**Exercise set:**
**1.** Decide whether each statement agrees with the SoundCloud comments bug report: (a) the library is released under the GNU General Public License v3.0; (b) the exception thrown is a NullPointerException; (c) the expected behavior is that comments are returned. For each, answer yes or no and quote the deciding words of the bug report.
**2.** Resume the SoundCloud comments bug report where its text stops, and continue it.

**Page text:**
────────
TeamNewPipe / NewPipeExtractor

NewPipe's core library for extracting data from streaming sites
GNU General Public License v3.0
1.39k stars 420 forks source link

Soundcloud comments extraction fails for some videos (“Page doesn't contain an URL”) #1243

Open Profpatsch opened 1 day ago

Profpatsch commented 1 day ago

Checklist

Affected version

9fb03f6c87ec0a919ffb56922c5bc6c6bebc6c46

Steps to reproduce the bug

Try to load the comments for e.g. https://soundcloud.com/user-722618400/a-real-playa

Expected behavior

Comments should be returned

Actual behavior

Exception

java.lang.IllegalArgumentException: Page doesn't contain an URL
    at org.schabi.newpipe.extractor.services.soundcloud.extractors.SoundcloudCommentsExtractor.getPage(SoundcloudCommentsExtractor.java:44)
    at org.schabi.newpipe.extractor.comments.CommentsInfo.getMoreItems(CommentsInfo.java:79)
    at org.schabi.newpipe.paging.CommentsSource$load$info$1.invokeSuspend(CommentsSource.kt:23)
    at kotlin.coroutines.jvm.internal.BaseContinuationImpl.resumeWith(ContinuationImpl.kt:33)
    at kotlinx.coroutines.DispatchedTask.run(DispatchedTask.kt:101)
    at kotlinx.coroutines.internal.LimitedDispatcher$Worker.run(LimitedDispatcher.kt:113)
────────
(Stored items)
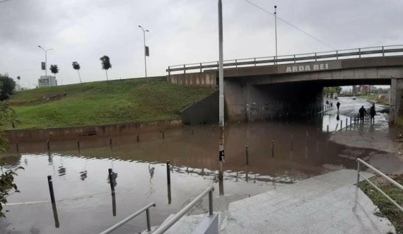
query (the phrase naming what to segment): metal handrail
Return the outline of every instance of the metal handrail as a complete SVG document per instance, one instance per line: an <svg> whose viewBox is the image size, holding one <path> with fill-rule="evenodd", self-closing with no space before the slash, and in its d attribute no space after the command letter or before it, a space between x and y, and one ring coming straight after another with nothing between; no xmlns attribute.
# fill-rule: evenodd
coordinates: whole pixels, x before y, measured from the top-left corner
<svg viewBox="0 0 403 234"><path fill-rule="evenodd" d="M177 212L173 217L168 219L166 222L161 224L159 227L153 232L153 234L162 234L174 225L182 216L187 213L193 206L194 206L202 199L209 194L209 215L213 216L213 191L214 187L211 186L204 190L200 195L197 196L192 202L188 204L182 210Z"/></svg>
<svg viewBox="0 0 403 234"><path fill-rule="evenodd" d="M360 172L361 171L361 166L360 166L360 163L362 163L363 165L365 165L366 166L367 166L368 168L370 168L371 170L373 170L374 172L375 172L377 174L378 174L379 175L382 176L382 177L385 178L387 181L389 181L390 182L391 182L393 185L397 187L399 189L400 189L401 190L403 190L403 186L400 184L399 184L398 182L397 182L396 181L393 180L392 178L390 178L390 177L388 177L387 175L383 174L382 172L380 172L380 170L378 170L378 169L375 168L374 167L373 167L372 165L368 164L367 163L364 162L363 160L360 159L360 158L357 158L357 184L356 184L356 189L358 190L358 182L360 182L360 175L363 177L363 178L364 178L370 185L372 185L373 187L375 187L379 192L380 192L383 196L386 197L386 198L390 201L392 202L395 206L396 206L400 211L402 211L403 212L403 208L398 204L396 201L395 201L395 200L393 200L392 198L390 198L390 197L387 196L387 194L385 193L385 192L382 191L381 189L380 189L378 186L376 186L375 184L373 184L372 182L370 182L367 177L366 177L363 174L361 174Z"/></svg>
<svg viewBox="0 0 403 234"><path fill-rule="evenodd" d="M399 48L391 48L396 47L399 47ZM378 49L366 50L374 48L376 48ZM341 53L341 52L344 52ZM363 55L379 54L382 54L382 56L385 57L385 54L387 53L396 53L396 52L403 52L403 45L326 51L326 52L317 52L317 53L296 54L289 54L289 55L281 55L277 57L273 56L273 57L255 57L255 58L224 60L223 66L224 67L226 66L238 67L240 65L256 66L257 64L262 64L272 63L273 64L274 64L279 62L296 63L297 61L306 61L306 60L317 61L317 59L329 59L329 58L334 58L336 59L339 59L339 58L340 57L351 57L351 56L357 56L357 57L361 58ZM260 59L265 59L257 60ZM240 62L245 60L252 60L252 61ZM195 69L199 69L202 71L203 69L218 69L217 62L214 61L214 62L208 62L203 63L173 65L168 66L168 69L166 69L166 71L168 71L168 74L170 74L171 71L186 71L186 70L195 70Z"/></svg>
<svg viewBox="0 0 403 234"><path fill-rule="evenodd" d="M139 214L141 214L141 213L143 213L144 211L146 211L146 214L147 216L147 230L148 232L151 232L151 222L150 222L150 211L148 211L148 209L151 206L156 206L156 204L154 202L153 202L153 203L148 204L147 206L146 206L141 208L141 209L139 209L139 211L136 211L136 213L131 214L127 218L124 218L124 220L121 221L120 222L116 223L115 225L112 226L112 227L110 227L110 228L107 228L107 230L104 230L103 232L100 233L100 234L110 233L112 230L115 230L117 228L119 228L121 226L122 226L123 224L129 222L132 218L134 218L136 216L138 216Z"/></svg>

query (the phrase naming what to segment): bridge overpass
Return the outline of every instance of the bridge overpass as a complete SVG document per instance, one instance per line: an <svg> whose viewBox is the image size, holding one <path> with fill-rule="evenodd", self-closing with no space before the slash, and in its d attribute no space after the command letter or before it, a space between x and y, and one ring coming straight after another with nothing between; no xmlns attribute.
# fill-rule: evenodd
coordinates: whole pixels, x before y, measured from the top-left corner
────────
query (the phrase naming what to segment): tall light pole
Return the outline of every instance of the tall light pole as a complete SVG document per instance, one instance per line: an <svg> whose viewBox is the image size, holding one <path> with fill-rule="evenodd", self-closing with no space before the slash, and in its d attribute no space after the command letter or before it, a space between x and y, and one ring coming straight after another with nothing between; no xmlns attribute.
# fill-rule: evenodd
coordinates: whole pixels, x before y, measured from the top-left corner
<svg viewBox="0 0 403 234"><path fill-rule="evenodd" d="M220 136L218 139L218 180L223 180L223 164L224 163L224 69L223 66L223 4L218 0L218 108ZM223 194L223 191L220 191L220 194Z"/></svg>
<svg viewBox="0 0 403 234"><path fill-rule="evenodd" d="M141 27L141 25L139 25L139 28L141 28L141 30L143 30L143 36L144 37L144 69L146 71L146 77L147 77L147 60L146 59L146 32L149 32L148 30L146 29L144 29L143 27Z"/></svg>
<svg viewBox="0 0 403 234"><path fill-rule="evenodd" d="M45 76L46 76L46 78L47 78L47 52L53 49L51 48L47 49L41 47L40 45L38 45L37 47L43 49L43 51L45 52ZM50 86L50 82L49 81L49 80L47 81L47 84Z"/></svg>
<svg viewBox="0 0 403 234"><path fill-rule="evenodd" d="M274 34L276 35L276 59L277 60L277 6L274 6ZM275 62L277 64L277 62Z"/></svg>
────────
**Answers for each item:**
**1.**
(a) Yes: "GNU General Public License v3.0"
(b) No: "java.lang.IllegalArgumentException: Page doesn't contain an URL"
(c) Yes: "Comments should be returned"

**2.**
    at kotlinx.coroutines.scheduling.TaskImpl.run(Tasks.kt:89)
    at kotlinx.coroutines.scheduling.CoroutineScheduler.runSafely(CoroutineScheduler.kt:589)
    at kotlinx.coroutines.scheduling.CoroutineScheduler$Worker.executeTask(CoroutineScheduler.kt:823)
    at kotlinx.coroutines.scheduling.CoroutineScheduler$Worker.runWorker(CoroutineScheduler.kt:720)
    at kotlinx.coroutines.scheduling.CoroutineScheduler$Worker.run(CoroutineScheduler.kt:707)
    Suppressed: kotlinx.coroutines.internal.DiagnosticCoroutineContextException: [LazyStandaloneCoroutine{Cancelling}@16d25a5, Dispatchers.Main.immediate]


Originally posted by @Stypox in https://github.com/TeamNewPipe/NewPipe/issues/11060#issuecomment-2490595741

Screenshots/Screen recordings

No response

Logs

No response

Additional information

See https://github.com/TeamNewPipe/NewPipe/issues/11728

Profpatsch commented 1 day ago

From a very short debugging session, it looks like multiple pages of comments are loaded, and at one point the Page object contains a null URL (probably when there’s no more comments to load).